Short task - Count the lines in the listing below that contain the string "leafy" with its case matched exactly, and give only that number.

Supplied data -
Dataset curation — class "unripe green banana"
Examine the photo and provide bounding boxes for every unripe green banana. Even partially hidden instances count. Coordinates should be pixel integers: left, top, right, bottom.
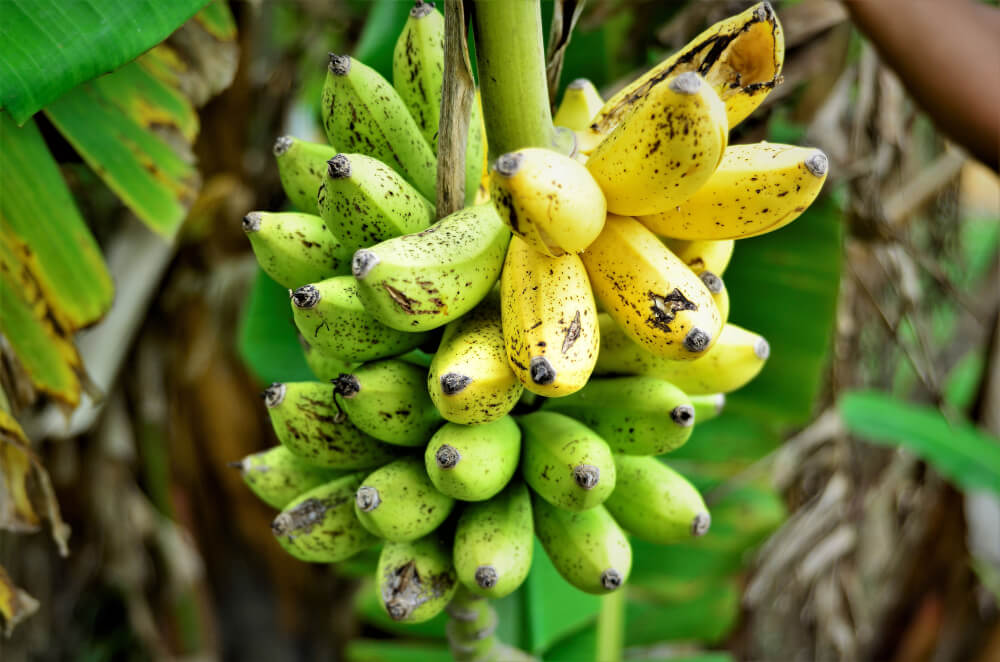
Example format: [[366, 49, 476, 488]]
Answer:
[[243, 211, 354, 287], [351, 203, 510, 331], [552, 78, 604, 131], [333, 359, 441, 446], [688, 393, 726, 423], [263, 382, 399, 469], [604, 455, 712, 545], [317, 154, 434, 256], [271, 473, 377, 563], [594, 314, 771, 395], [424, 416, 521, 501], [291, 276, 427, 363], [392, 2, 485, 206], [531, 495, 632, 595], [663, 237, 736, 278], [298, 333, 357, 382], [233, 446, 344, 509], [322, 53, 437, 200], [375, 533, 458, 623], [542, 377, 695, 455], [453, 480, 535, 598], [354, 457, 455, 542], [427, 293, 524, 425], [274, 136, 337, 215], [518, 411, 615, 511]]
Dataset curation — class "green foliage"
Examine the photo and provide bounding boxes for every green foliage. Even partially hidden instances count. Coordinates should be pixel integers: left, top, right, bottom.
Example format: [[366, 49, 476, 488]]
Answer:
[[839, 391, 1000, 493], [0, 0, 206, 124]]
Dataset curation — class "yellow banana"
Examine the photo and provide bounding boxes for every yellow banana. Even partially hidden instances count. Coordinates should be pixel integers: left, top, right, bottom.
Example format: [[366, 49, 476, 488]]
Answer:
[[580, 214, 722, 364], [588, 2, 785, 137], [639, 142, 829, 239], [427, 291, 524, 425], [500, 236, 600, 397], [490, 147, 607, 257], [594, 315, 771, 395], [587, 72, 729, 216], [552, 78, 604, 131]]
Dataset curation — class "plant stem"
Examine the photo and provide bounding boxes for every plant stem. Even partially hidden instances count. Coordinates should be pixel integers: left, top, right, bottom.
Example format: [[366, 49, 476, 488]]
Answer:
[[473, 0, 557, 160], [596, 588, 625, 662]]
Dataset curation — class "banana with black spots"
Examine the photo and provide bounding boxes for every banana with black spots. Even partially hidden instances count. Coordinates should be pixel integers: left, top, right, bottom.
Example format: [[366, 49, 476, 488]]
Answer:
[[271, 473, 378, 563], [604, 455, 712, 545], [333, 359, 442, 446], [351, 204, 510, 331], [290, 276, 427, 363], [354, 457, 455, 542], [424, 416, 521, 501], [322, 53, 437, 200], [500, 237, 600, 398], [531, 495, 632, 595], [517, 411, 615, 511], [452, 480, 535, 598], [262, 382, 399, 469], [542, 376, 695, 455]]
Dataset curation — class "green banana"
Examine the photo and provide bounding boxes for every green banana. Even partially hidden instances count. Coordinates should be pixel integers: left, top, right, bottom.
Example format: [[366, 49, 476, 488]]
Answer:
---
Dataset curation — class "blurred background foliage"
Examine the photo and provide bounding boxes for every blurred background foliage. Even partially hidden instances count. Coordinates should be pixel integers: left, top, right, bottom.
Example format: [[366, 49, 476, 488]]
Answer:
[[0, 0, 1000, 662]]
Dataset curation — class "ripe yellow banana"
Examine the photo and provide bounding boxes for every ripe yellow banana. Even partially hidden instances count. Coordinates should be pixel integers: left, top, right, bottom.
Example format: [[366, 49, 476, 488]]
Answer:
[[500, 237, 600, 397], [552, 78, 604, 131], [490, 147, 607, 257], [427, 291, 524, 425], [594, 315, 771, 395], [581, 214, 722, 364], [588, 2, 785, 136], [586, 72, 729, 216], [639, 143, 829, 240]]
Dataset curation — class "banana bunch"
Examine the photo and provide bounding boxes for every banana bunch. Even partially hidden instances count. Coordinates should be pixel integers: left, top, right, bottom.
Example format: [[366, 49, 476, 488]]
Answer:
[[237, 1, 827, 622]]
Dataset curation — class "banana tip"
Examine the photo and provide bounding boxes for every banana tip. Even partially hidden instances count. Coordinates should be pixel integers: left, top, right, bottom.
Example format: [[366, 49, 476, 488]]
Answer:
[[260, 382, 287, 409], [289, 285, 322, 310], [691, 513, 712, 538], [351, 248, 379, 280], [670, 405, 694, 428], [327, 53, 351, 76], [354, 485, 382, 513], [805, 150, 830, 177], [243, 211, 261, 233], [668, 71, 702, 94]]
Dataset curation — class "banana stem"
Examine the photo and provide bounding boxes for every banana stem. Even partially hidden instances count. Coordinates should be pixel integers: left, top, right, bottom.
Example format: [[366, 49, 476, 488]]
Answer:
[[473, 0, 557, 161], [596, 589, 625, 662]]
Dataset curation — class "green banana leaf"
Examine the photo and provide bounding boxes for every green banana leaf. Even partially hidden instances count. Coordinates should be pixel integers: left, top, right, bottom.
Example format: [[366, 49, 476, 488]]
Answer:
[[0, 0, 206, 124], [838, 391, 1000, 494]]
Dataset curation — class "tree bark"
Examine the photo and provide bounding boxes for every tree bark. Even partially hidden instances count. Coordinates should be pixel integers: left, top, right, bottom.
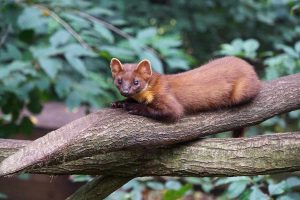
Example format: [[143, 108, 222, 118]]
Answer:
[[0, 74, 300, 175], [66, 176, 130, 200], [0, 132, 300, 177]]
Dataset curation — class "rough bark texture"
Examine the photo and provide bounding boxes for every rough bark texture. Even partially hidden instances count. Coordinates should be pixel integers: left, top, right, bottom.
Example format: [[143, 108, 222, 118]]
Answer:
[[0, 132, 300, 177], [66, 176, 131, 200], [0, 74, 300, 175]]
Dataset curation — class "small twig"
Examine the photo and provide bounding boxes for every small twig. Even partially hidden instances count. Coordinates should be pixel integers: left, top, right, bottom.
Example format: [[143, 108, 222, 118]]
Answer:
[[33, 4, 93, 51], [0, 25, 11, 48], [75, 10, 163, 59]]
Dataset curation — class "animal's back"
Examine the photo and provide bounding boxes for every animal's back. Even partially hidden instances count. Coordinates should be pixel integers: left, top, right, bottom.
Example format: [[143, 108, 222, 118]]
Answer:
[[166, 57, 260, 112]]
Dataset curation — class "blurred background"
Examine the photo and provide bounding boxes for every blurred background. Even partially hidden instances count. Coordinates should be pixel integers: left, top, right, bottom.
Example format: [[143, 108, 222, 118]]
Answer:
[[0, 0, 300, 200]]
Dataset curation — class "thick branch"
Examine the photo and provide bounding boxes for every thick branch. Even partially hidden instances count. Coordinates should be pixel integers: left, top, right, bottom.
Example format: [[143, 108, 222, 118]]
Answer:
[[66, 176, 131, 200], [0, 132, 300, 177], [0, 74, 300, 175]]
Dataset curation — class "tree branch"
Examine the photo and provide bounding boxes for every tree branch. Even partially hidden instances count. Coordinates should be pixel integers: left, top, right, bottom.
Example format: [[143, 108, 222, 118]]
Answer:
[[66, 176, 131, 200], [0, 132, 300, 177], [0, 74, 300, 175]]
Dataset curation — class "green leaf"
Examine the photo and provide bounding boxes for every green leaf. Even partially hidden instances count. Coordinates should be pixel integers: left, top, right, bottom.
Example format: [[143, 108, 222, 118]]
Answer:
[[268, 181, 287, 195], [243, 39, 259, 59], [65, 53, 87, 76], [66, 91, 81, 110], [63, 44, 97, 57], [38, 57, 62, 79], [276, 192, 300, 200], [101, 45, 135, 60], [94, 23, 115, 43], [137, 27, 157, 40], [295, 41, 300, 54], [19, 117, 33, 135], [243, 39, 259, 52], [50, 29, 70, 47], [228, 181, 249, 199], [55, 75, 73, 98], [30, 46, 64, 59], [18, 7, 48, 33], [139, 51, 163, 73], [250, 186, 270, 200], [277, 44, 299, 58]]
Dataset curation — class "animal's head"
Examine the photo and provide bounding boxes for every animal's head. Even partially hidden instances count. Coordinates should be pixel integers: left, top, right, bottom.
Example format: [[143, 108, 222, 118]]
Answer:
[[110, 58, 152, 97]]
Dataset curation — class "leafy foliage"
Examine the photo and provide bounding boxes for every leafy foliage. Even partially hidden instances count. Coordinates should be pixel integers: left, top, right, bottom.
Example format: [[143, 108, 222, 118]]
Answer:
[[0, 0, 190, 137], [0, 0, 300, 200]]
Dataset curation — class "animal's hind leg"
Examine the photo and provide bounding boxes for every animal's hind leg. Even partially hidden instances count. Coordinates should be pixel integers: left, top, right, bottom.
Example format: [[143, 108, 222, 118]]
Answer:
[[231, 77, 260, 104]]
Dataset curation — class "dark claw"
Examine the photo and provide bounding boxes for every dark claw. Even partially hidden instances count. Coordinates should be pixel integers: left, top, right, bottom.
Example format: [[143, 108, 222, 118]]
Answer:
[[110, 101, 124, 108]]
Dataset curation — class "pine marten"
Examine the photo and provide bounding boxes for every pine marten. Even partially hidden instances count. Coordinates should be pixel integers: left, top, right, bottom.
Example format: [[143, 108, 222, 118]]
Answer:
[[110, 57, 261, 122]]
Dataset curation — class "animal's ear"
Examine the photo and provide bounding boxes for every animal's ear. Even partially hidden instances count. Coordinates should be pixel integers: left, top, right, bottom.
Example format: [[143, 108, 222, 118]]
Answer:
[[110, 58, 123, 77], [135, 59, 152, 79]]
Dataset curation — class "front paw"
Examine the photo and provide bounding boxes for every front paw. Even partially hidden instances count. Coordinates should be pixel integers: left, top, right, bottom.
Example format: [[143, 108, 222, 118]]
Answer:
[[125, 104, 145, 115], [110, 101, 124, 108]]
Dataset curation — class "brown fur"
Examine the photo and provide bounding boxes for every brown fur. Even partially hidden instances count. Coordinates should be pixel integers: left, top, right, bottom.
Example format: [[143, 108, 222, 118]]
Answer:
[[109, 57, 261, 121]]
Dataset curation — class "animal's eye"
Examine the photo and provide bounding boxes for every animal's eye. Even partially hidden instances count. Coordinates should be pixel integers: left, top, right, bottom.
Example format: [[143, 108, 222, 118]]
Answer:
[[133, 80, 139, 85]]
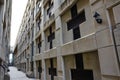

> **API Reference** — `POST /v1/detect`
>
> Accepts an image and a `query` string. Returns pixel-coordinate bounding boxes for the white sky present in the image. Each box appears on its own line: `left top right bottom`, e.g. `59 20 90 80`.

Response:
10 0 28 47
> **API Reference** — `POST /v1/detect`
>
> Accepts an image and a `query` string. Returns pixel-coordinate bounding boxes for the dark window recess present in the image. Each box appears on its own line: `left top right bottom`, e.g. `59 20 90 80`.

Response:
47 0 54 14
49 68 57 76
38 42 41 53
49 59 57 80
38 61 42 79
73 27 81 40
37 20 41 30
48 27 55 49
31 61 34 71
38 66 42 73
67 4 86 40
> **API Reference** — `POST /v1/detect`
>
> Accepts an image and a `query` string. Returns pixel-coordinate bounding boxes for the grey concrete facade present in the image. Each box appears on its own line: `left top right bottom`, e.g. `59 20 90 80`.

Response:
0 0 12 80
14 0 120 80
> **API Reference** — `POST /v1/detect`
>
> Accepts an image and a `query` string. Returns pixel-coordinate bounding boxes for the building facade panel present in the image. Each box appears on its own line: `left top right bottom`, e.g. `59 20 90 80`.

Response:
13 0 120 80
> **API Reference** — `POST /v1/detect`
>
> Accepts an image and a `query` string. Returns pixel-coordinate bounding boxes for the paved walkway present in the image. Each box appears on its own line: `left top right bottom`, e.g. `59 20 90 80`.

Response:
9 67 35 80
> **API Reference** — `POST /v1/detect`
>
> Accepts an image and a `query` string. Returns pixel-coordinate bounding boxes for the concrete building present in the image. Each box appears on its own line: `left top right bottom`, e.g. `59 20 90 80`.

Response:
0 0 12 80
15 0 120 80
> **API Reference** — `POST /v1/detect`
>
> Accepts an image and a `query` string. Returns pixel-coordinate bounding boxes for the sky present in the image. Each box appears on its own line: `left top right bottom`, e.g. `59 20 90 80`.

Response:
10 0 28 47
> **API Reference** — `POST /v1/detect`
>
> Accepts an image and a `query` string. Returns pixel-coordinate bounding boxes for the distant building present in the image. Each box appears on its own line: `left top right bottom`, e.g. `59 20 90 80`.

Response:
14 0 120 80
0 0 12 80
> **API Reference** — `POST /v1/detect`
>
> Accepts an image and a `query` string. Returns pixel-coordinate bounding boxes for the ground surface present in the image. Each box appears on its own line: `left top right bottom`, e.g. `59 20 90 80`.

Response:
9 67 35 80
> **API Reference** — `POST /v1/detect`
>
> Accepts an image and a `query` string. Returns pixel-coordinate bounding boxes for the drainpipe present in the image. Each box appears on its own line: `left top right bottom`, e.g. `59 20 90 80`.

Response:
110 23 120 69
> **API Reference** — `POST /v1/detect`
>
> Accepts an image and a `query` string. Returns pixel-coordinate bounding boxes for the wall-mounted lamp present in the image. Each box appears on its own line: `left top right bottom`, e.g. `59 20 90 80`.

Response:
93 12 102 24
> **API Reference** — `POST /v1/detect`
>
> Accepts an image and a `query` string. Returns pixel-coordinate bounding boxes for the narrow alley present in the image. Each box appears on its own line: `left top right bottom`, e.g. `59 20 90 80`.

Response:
==
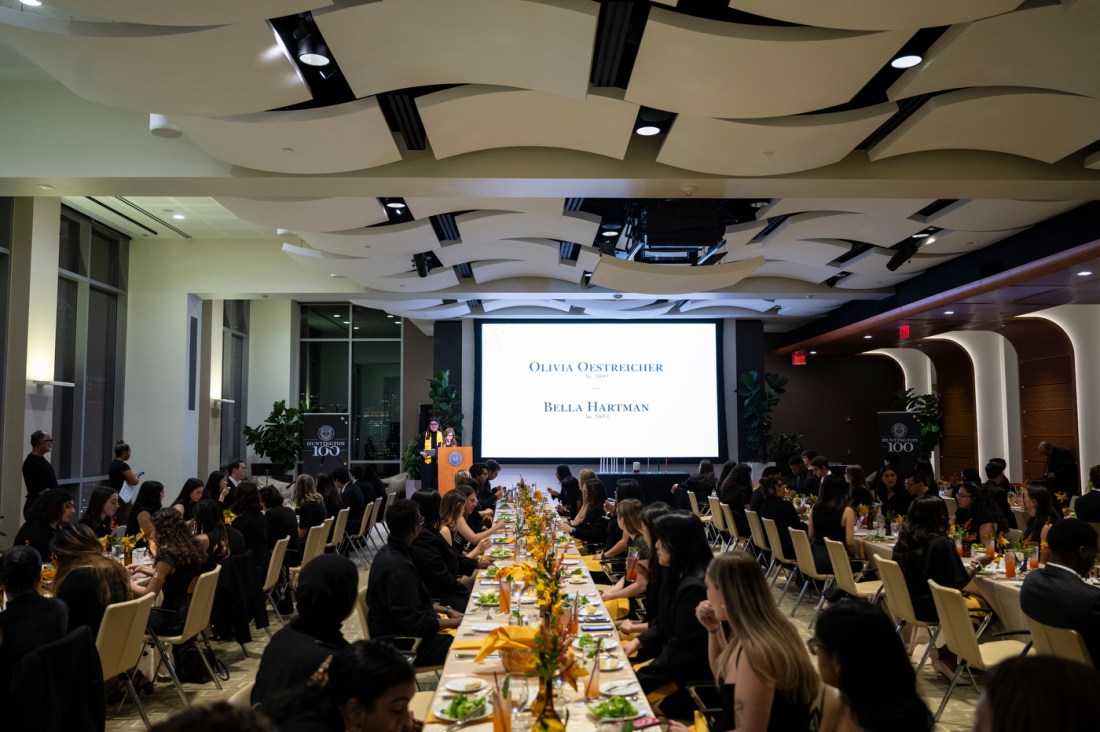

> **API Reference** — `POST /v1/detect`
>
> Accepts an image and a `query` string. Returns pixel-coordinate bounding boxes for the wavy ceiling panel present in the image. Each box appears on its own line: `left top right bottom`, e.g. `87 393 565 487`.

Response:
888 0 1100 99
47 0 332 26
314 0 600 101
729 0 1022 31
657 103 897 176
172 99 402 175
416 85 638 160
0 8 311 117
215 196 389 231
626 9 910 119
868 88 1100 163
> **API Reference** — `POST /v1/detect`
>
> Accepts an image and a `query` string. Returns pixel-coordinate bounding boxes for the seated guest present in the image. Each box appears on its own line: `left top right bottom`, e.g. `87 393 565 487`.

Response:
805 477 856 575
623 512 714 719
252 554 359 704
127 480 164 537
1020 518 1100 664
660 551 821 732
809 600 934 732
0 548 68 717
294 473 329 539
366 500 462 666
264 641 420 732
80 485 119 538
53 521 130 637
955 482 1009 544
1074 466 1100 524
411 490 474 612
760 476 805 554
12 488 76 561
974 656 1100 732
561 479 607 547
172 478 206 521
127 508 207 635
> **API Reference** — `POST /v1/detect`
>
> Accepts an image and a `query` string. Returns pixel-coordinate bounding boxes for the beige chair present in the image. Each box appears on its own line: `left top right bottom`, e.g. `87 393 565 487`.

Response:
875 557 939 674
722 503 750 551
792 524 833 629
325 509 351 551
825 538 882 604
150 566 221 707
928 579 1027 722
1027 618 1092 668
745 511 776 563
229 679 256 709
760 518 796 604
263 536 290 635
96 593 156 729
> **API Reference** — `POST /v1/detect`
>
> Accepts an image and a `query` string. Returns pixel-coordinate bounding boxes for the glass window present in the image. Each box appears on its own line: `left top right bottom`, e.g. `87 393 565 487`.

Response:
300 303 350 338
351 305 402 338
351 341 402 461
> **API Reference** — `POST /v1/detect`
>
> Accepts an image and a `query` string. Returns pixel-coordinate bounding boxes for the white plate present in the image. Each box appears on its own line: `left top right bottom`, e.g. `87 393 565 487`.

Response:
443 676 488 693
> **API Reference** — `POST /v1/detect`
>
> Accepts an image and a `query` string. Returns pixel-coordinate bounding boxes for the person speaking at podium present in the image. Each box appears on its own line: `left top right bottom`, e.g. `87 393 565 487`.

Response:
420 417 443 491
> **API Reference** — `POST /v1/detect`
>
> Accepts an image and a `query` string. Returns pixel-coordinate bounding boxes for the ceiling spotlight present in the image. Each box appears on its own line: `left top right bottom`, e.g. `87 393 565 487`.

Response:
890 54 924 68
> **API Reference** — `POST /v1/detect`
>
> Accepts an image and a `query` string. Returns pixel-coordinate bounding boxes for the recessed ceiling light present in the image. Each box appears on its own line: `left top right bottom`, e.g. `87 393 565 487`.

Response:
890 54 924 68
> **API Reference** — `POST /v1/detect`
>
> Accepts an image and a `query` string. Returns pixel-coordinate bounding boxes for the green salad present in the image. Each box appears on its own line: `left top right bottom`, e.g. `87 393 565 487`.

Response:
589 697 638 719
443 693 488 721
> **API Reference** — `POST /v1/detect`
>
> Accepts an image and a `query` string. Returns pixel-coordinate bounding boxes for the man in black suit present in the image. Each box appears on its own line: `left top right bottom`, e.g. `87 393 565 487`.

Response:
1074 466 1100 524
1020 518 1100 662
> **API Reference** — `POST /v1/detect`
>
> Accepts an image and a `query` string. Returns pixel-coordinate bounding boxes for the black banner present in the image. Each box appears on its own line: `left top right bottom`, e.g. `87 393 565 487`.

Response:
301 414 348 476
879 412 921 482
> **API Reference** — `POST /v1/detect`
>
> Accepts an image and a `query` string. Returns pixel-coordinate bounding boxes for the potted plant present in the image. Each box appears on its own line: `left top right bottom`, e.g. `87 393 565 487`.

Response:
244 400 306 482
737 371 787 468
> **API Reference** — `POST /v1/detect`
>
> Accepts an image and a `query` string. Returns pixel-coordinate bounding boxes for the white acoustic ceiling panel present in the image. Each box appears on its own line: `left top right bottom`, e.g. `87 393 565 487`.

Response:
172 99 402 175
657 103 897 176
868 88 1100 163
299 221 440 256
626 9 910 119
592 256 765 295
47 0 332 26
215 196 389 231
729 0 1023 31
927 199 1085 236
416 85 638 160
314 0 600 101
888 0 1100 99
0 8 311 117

Final answer - 2